_What the task asks_
Render every line of the entries below as a JSON array of strings, with one string for each line and blank lines omitted.

_Saved entries_
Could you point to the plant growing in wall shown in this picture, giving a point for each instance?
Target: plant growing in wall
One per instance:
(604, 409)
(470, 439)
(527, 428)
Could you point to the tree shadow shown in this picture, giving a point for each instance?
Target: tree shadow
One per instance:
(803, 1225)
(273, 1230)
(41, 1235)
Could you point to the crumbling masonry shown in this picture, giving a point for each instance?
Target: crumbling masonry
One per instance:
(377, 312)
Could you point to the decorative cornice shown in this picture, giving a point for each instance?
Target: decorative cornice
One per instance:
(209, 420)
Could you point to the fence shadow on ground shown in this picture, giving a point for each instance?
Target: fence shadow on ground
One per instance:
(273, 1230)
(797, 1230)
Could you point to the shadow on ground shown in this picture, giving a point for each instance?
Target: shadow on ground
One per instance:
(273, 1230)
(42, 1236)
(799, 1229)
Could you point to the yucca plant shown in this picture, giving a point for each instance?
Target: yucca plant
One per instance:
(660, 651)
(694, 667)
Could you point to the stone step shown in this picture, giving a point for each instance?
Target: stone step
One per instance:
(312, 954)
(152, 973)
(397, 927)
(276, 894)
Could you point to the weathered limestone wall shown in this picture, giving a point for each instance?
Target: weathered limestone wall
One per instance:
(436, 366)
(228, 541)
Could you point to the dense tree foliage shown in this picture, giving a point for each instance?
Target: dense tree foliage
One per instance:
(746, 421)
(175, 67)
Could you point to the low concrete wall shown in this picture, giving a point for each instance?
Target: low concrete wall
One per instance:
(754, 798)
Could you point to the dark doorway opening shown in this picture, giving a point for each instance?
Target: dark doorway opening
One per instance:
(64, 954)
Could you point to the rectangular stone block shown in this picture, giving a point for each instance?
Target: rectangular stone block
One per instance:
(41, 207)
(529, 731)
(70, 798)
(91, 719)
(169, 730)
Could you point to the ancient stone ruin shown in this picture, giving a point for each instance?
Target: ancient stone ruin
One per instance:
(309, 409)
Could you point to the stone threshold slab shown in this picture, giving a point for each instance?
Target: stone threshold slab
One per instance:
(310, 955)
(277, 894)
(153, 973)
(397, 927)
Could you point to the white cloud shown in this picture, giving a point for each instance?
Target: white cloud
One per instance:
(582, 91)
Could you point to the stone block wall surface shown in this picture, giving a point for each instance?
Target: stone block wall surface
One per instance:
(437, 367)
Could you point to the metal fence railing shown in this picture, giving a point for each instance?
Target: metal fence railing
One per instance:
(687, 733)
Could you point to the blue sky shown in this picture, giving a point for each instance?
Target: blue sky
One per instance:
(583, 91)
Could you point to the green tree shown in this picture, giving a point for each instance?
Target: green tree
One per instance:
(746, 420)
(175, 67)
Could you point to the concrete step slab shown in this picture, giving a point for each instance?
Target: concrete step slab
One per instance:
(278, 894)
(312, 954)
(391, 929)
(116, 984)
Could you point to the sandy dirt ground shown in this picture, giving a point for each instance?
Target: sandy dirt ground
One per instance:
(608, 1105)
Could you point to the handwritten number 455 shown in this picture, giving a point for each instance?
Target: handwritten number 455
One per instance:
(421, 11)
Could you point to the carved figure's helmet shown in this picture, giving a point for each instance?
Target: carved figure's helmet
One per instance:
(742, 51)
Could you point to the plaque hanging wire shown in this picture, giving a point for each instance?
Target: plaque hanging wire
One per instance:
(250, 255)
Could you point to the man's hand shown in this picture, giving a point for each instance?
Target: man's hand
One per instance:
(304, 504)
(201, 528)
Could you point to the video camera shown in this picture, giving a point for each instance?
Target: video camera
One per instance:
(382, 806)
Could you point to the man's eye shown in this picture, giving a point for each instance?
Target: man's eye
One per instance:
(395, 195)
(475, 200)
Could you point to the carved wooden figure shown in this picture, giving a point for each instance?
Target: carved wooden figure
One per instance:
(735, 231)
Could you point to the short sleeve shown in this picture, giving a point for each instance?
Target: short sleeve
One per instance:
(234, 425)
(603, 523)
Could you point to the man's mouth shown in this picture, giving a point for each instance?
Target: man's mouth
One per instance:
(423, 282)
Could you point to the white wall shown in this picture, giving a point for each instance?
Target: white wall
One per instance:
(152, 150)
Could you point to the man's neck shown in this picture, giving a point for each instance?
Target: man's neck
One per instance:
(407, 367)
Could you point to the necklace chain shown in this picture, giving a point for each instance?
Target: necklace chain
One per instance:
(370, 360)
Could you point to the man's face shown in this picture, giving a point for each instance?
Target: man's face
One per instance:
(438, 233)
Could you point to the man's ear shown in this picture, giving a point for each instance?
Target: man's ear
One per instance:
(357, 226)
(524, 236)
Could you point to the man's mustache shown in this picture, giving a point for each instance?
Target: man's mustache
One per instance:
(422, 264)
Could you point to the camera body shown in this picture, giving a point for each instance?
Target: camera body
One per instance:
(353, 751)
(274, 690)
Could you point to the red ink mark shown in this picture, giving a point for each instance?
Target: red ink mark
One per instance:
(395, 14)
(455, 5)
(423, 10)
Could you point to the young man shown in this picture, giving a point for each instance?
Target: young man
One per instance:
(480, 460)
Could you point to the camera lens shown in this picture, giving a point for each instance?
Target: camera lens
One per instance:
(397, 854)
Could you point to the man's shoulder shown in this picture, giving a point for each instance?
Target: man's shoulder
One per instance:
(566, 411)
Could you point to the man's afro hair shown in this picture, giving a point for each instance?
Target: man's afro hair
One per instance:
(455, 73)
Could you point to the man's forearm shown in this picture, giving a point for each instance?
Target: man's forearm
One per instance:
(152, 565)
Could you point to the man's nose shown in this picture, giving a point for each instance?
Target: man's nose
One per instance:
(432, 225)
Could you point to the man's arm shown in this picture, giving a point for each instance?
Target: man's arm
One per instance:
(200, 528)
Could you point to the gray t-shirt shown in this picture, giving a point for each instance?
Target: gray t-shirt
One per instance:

_Result of the exercise_
[
  "Could you point to the plant growing in wall shown in this picture, giving a point for each instance?",
  "Target: plant growing in wall",
  "One per instance:",
  "(604, 409)",
  "(470, 439)",
  "(527, 428)",
  "Could you point to the tree shadow shown in this picture, giving a point for each instance?",
  "Target: tree shadow",
  "One per instance:",
  "(803, 1225)",
  "(273, 1230)",
  "(41, 1235)",
  "Could you point to the crumbling masonry shown in this picture, giving a point for each instance?",
  "Target: crumbling masonry",
  "One per instance:",
  "(377, 312)",
  "Could you point to the decorative cornice shown in this picture, giving a point for each instance?",
  "Target: decorative cornice",
  "One per instance:",
  "(209, 420)",
  "Could you point to the fence shadow on ground shown in this picture, giving a point for each instance?",
  "Target: fence shadow on ground",
  "One per instance:",
  "(273, 1230)",
  "(797, 1230)",
  "Could you point to the shadow on ground shown in this picture, giving a point for each instance?",
  "Target: shadow on ground",
  "One per instance:",
  "(273, 1230)",
  "(42, 1236)",
  "(799, 1229)",
  "Could you point to the yucca plant shown in this picture, giving a point for each instance?",
  "Target: yucca plant",
  "One per instance:",
  "(660, 651)",
  "(694, 667)",
  "Could you point to the stone step shown in this picture, giving a point for each instance?",
  "Target: stone step",
  "One per instance:",
  "(312, 954)",
  "(152, 973)",
  "(397, 927)",
  "(276, 894)",
  "Could you point to the weathered limestone wall shown in this picture, giving a point for each instance?",
  "Target: weathered limestone wall",
  "One per instance:",
  "(436, 366)",
  "(228, 541)",
  "Could you point to the dense tree foliage shown in this picture, giving a point for each instance?",
  "Target: dense tree foliage",
  "One per instance:",
  "(746, 421)",
  "(175, 67)",
  "Could you point to the low concrete wall shown in this picture, giving a point for each instance?",
  "Target: low concrete wall",
  "One per instance:",
  "(754, 798)",
  "Could you point to the dark doorway opening shown in this picture, giving a point for each instance?",
  "Target: dark doorway opening",
  "One per instance:",
  "(64, 954)",
  "Could you point to the rectangular stone block shown in this picture, giving a point for each instance?",
  "Target: rectangular stone block",
  "One per instance:",
  "(41, 207)",
  "(529, 731)",
  "(70, 798)",
  "(91, 719)",
  "(169, 730)",
  "Could you point to the ancient stone ruin shown in this picture, giving a point for each instance?",
  "Target: ancient stone ruin",
  "One per instance:",
  "(309, 409)",
  "Could you point to the stone threshold slab shown in this picture, giving a point for each instance?",
  "Target: stone threshold slab",
  "One per instance:",
  "(310, 955)",
  "(277, 894)",
  "(153, 973)",
  "(397, 927)",
  "Could you point to the white cloud shown in this picture, giving a point for each instance?",
  "Target: white cloud",
  "One per instance:",
  "(582, 91)",
  "Could you point to the stone block wall surface shown in this picture, giving a point for each instance?",
  "Target: stone block wall surface",
  "One per instance:",
  "(437, 367)",
  "Could you point to the metal fence railing shown in this picture, giving a point for each instance?",
  "Target: metal fence railing",
  "One per instance:",
  "(687, 733)",
  "Could you point to the blue sky shown in this picture, giving a point for each instance?",
  "Target: blue sky",
  "One per instance:",
  "(583, 91)",
  "Could you point to the green tree shown in this picture, giving a point for each instance?",
  "Target: green tree",
  "One per instance:",
  "(746, 420)",
  "(175, 67)",
  "Could you point to the concrete step slab shown in this picture, giving a point for each instance?",
  "Target: concrete step slab",
  "One per instance:",
  "(278, 894)",
  "(312, 954)",
  "(391, 929)",
  "(116, 984)",
  "Could you point to the sandy dirt ground shown in this picture, giving a point for each instance?",
  "Target: sandy dirt ground",
  "One per instance:",
  "(608, 1105)",
  "Could you point to the handwritten number 455 shown in this picture, giving a point for each instance?",
  "Target: handwritten number 455",
  "One per instance:",
  "(421, 11)",
  "Could you point to the carved figure's helmet shown in this picture, giving a point for each instance?",
  "Target: carved figure's helmet",
  "One per instance:",
  "(742, 51)",
  "Could you point to the plaque hanging wire shown in this picture, giving a point for each instance?",
  "Target: plaque hanging wire",
  "One per instance:",
  "(250, 255)",
  "Could you point to the man's hand shown in this picture, giving a point for each instance?",
  "Target: man's hand",
  "One per instance:",
  "(304, 504)",
  "(201, 528)",
  "Could you point to the video camera shown in this picture, giving a point for each instance?",
  "Target: video camera",
  "One per instance:",
  "(382, 806)",
  "Could you point to the man's eye shown in this picture, giving a point for each instance?",
  "Target: man's eye",
  "One per instance:",
  "(395, 195)",
  "(475, 200)",
  "Could you point to the carved wooden figure shown in this picture, giving a point for each instance?",
  "Target: carved wooden figure",
  "One per instance:",
  "(735, 231)",
  "Could you point to the short sleeve shown in this picture, giving a point for each instance?",
  "Target: short sleeve",
  "One per instance:",
  "(234, 425)",
  "(603, 523)",
  "Could you point to the man's mouth shown in this picture, giving a point for each instance?",
  "Target: man's mouth",
  "One per instance:",
  "(423, 282)",
  "Could you point to the white wall shown in this picture, giving a point for each instance?",
  "Target: white wall",
  "One per instance:",
  "(152, 150)",
  "Could you point to the man's neck shown in this picture, giving a point for each instance?",
  "Target: man's neck",
  "One per instance:",
  "(407, 367)",
  "Could you point to the necklace chain shown in this picture, giving a point for each instance?",
  "Target: necklace chain",
  "One per instance:",
  "(370, 360)",
  "Could you point to the man's face shown in this picture, giving a point for each instance?",
  "Target: man's face",
  "One per instance:",
  "(438, 233)",
  "Could you point to the man's ear shown in this picture, giving a point for each instance?",
  "Target: man's ear",
  "One per instance:",
  "(357, 226)",
  "(524, 236)",
  "Could you point to the man's mustache shown in this picture, giving a point for each instance?",
  "Target: man's mustache",
  "One per instance:",
  "(422, 264)",
  "Could you point to the camera body shown in this picture, giving a point for each instance?",
  "Target: camera body",
  "One per instance:",
  "(353, 751)",
  "(274, 690)",
  "Could you point to the red ink mark shown in this picture, giving a point for each instance?",
  "Target: red ink mark",
  "One per instance:",
  "(395, 14)",
  "(455, 5)",
  "(423, 10)",
  "Could you point to the young man shown in this picture, giving a point for each instance?",
  "Target: young man",
  "One per instance:",
  "(480, 460)",
  "Could you point to the camera lens shown in this picture, giving a point for each instance?",
  "Target: camera lens",
  "One per instance:",
  "(397, 854)",
  "Could you point to the man's shoulder shown in this picture, giving a point for each instance?",
  "Target: man's shoulder",
  "One per instance:",
  "(566, 411)",
  "Could you point to the man's afro hair shown in this picture, giving a point for each instance?",
  "Target: man's afro hair",
  "One per instance:",
  "(455, 73)",
  "Could you point to the man's forearm shown in this picture, giving a point for each instance?",
  "Target: man's forearm",
  "One per instance:",
  "(152, 565)",
  "Could you point to the man's nose shown in this picture, giving a point for each instance?",
  "Target: man's nose",
  "One per instance:",
  "(432, 225)",
  "Could you point to the man's arm shown in this picture, giving a point for each instance?",
  "Target: man's arm",
  "One per instance:",
  "(200, 528)",
  "Could you point to the gray t-shirt shown in this picture, giving a point for each instance?",
  "Target: gray t-shirt",
  "One per instance:"
]